> [What the task requires]:
Put the lines starting with the one that contains "Basketball game film" and running through the one that contains "JSON array of" into a numbered list, omitting blank lines. Include only those lines, and leave the pictures out of your answer.

--- begin Dataset records ---

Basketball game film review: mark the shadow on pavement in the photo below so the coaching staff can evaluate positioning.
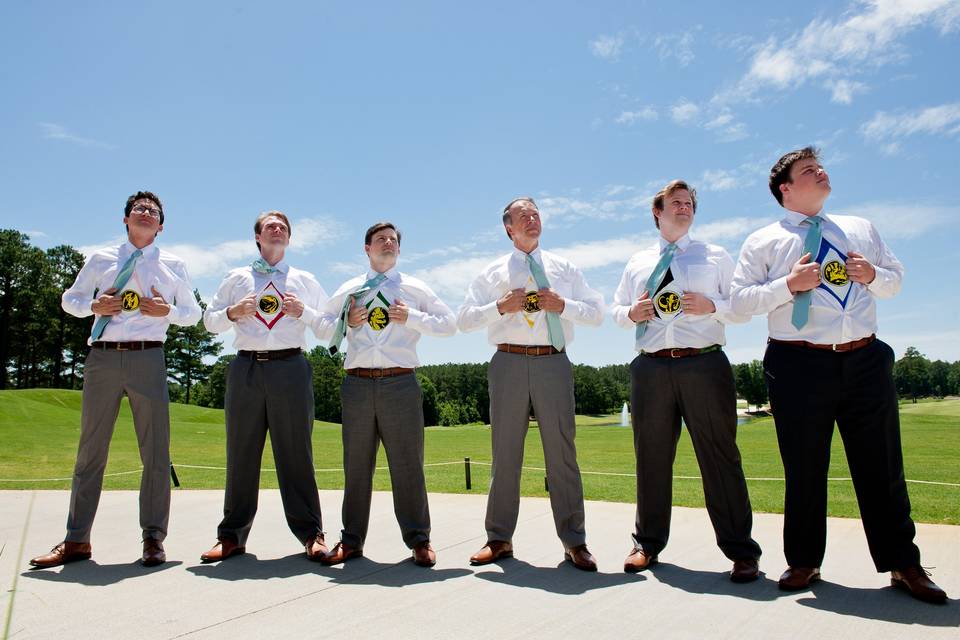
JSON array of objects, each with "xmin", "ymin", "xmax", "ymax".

--- end Dataset records ---
--- begin Dataset records ---

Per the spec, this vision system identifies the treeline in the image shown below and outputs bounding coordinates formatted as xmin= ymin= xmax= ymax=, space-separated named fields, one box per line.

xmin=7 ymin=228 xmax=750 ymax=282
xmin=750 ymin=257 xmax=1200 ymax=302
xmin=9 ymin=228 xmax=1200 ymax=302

--- end Dataset records ---

> [Exercise response]:
1. Basketball game film review: mark the shadow on pavement in the photo below so the coaching staff can evaluate positioning.
2. JSON array of objects, each with "xmin", "ymin", "xmax", "ymax".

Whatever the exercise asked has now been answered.